Death by a thousand small losses—the truth about statistics
Last time in Lies, Damned Lies, and Average Returns, I introduced the work we’ve been doing with the Optuma Signal Tester. I revealed how a simple average return (in tests or actual results) is an incomplete picture that can lead to a deceptive measure of performance. We need to look deeply into the average to get to the true results. Make sure you read it first if you haven’t already, as this post follows on.
Lingchi (凌迟; 凌遲) is an old Chinese execution translated as “Death by a Thousand Cuts”. I’ll continue with the explanation of how important disciplined testing is, and how critical a clear understanding of all the results are. When we don’t understand all the numbers that make up our test results, we may be forced to endure more small losses than we can survive. Or “Death by a thousand small losses”.
First, I have a confession to make. My engineering degree was full of hard core math. We did three years of Calculus, Fourier, Taylors, Integrals, etc. I got through it all, but there was one subject I failed. I retook the final exam and even failed that. I’m sure you’ve guessed by now it was Statistics. In the end the engineering faculty gave me what they called a “faculty pass”. Maybe they thought it was not worth the effort sending me back! This left me with an incredible brain block that caused me to rock back and forth in the corner whenever anyone mentioned the “s” word. It’s with a significant amount of irony that much of the innovation I work on now is based on statistics. You see, once I started to apply statistics, it began to make sense. If statistics confuse you, or scare you—don’t worry—we’ll get to the most important things that you need to know.

*Dataset section*

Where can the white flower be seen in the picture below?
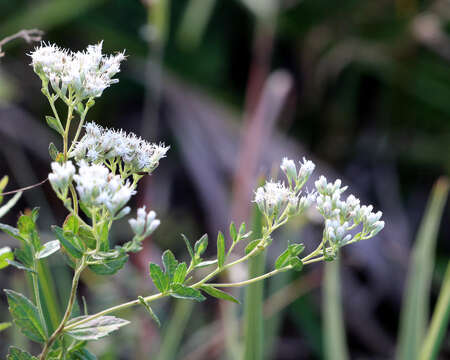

*Task instructions*
In the post about statistics, what did the engineering faculty give the writer in the end?

*Full response*
A "faculty pass".